#### Task inputs
»»

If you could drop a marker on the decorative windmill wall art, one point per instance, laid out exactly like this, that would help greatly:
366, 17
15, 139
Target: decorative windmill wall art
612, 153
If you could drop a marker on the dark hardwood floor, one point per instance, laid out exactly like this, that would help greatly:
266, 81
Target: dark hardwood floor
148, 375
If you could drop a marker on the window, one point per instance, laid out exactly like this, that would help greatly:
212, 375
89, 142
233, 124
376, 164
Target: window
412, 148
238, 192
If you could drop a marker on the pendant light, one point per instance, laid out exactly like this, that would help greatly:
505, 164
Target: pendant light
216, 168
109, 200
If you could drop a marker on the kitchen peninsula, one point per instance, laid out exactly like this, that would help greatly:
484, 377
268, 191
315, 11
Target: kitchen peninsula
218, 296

««
»»

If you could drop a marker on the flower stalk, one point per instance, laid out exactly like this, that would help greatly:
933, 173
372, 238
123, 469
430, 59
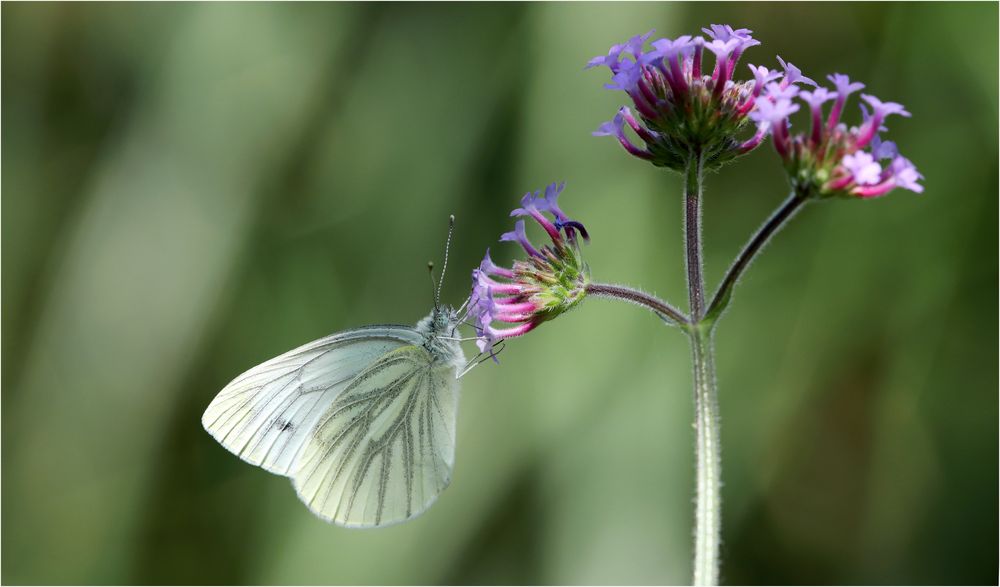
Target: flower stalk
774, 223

««
»»

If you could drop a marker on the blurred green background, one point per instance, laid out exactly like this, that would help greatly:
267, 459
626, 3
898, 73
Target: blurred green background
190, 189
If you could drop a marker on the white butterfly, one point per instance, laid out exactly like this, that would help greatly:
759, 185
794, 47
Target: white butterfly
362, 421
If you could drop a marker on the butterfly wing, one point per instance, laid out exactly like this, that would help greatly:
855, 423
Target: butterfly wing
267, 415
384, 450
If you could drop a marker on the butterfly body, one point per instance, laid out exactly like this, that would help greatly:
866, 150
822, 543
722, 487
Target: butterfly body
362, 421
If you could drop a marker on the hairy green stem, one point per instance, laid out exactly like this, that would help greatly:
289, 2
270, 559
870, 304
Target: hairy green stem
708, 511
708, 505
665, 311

««

All lines in the entries above that include "point" should be found and copied.

If you could drop a marker on the decorative windmill wall art, one point per instance, laid out exactly like this, that would help greatly:
If you could drop a marker on the dark hardwood floor, one point per instance, laid out exactly like this, that would help greatly:
If you could drop a marker on the window, one point per instance, laid out exactly like this, that would help greatly:
If you could drop a marker on the pendant light, one point per instance, laid out exactly like this, that would help greatly:
If you could drop a marker on the kitchen peninsula, one point per instance, laid out exactly like this, that would help greatly:
If you could drop a marker on the flower stalk, one point per instance, laid out exactly like this, that would help greatly:
If you could drop a marker on the blurred green background, one point per instance, laid out exactly like this, that would help greatly:
If you could drop a marker on the white butterfly, one point per instance, laid out exactly like this, that would help greatly:
If you could drop a marker on the butterfly wing, one point per instance, laid out exactly like this, that would help greatly:
If you could drop a marker on the butterfly body, one point per instance, laid out exactly like this, that would help greatly:
If you could drop a marker on the hairy green stem, one point per instance, laid out exactly like this, that would help greatly:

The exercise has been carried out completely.